EXCERPTED TEXT ::
•••••
And The Hits Just Keep On Coming

by digby

It's so interesting that the NY Times is concerned enough with the use of "explicit and inflammatory language" and the huffing and puffing of a rightwing gasbag like William Donohue that they actually reported the phony right blogospheric brouhaha over the Edwards' campaign hiring Amanda Marcotte and Shakespeare's Sister.


The two women brought to the Edwards campaign long cyber trails in the incendiary language of the blogosphere. Other campaigns are likely to face similar controversies as they try to court voters using the latest techniques of online communication.


Oh lordy, I'll bet reading through all that "incendiary language" sent poor John Broder right over to the fainting couch. I hope Modo had some smelling salts handy. Profanity is uncivil and should not be tolerated by decent people:

A brief argument between Vice President Cheney and a senior Democratic senator led Cheney to utter a big-time obscenity on the Senate floor this week.
•••••
AVAILABLE DATA ::

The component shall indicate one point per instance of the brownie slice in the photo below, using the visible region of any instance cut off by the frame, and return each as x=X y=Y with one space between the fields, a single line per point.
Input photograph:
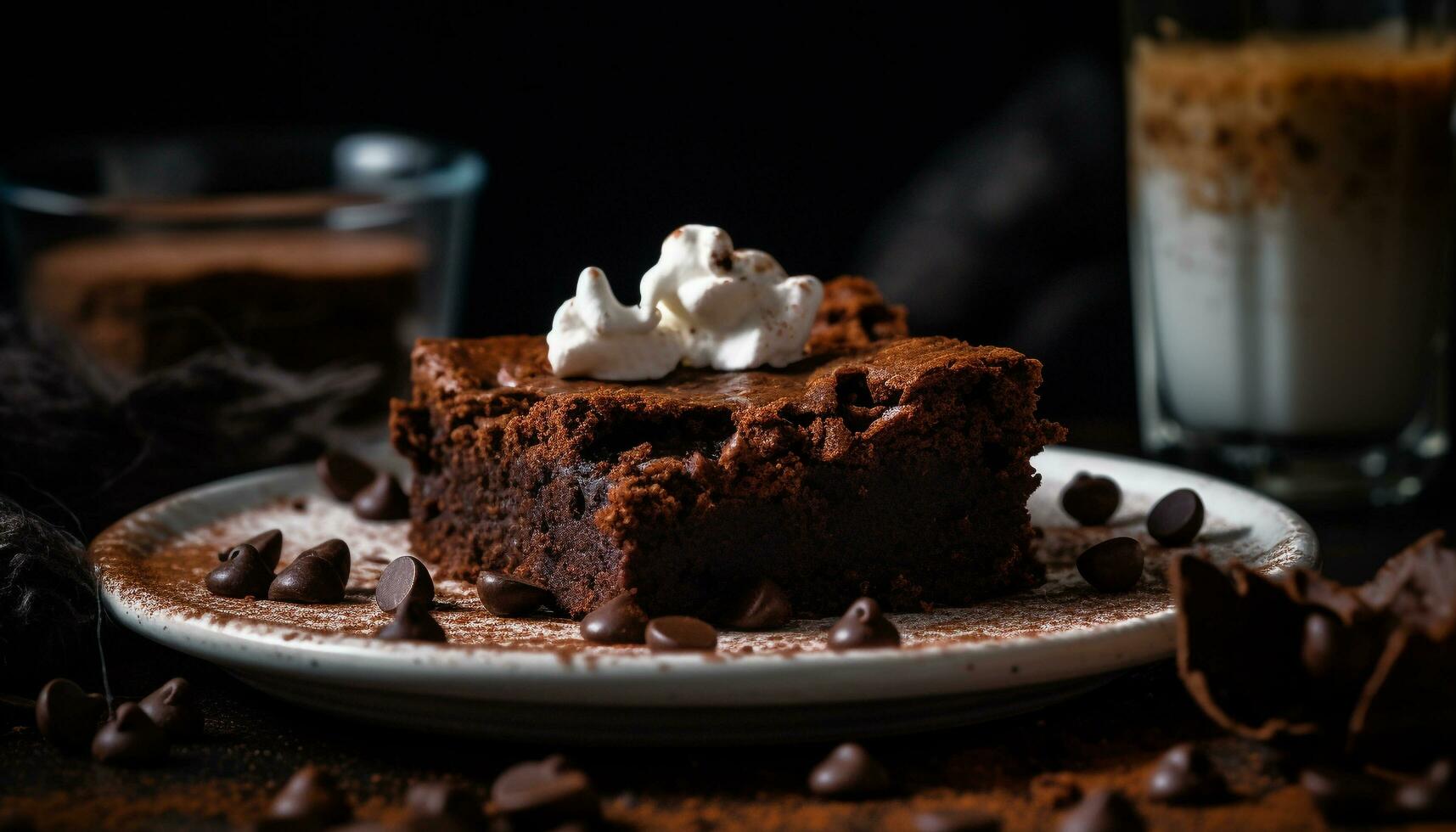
•••••
TO DO ::
1 > Answer these about the post on the Edwards campaign, using only what it states:
(a) Who is named as the author of the post?
(b) Whom did the Edwards campaign hire?
(c) Where did Vice President Cheney utter the obscenity?
2 > From the post on the Edwards campaign, output the stretch from "It's so interesting" through "of online communication.", copied word for word.
The data has no role in this work.

EXPECTED RESULTS ::
1 >
(a) digby
(b) Amanda Marcotte and Shakespeare's Sister
(c) On the Senate floor

2 >
It's so interesting that the NY Times is concerned enough with the use of "explicit and inflammatory language" and the huffing and puffing of a rightwing gasbag like William Donohue that they actually reported the phony right blogospheric brouhaha over the Edwards' campaign hiring Amanda Marcotte and Shakespeare's Sister.


The two women brought to the Edwards campaign long cyber trails in the incendiary language of the blogosphere. Other campaigns are likely to face similar controversies as they try to court voters using the latest techniques of online communication.